PROBLEM TO SOLVE:
Answer these from the cardiac imaging text below:
(a) How many people were in the study sample?
(b) Which four measures were compared across sexes and ages?
(c) Which organization funded the project?

Despite previously reported macrostructural differences in cardiac anatomy, our experiments did not find any significant difference in microstructural parameters across sexes nor any correlation with age. However, the sample size for this study (30) may not be enough to differentiate potentially important differences. For example, a decrease of 5% in FA, which is similar to the difference in means between genders, has been shown to increase the likelihood of ventricular arrhythmia7.

Conclusion

Cardiac DT-MRI is a feasible technique for in-vivo characterization of the microstructure of the heart. As for the result of this study, no significant differences were found between sexes nor across age in terms of FA, MD, HAT and E2A for a small cohort of healthy volunteers. Future work will further study the pathophysiological differences in cardiac microstructure with DT-MRI techniques in the context of sex and age differences.

Acknowledgements

The project is funded by National Institutes of Health R01HL151704, R01HL159010, and R01HL135242.

References

1. Bucciarelli-Ducci, C. et al. Cardiovascular disease in women: insights from magnetic resonance imaging. Journal of Cardiovascular Magnetic Resonance 2020 22:1 22, 1–17 (2020).

2. Fleg, J. L. & Strait, J. Age-associated changes in cardiovascular structure and function: a fertile milieu for future disease. Heart failure reviews 17, 545 (2012).

3. Nguyen, C. T., Dawkins, J., Bi, X., Marbán, E. & Li, D. Diffusion Tensor Cardiac Magnetic Resonance Reveals Exosomes From Cardiosphere-Derived Cells Preserve Myocardial Fiber Architecture After Myocardial Infarction. JACC: Basic to Translational Science 3, 97–109 (2018).

4. Nguyen, C. T. et al. In vivo diffusion-tensor MRI of the human heart on a 3 tesla clinical scanner: An optimized second order (M2) motion compensated diffusion-preparation approach. Magnetic Resonance in Medicine 76, 1354–1363 (2016).

COLLECTED MATERIAL:
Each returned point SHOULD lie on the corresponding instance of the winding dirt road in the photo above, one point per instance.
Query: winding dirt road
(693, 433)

RESULT OF THE EXERCISE:
(a) 30
(b) FA, MD, HAT and E2A
(c) National Institutes of Health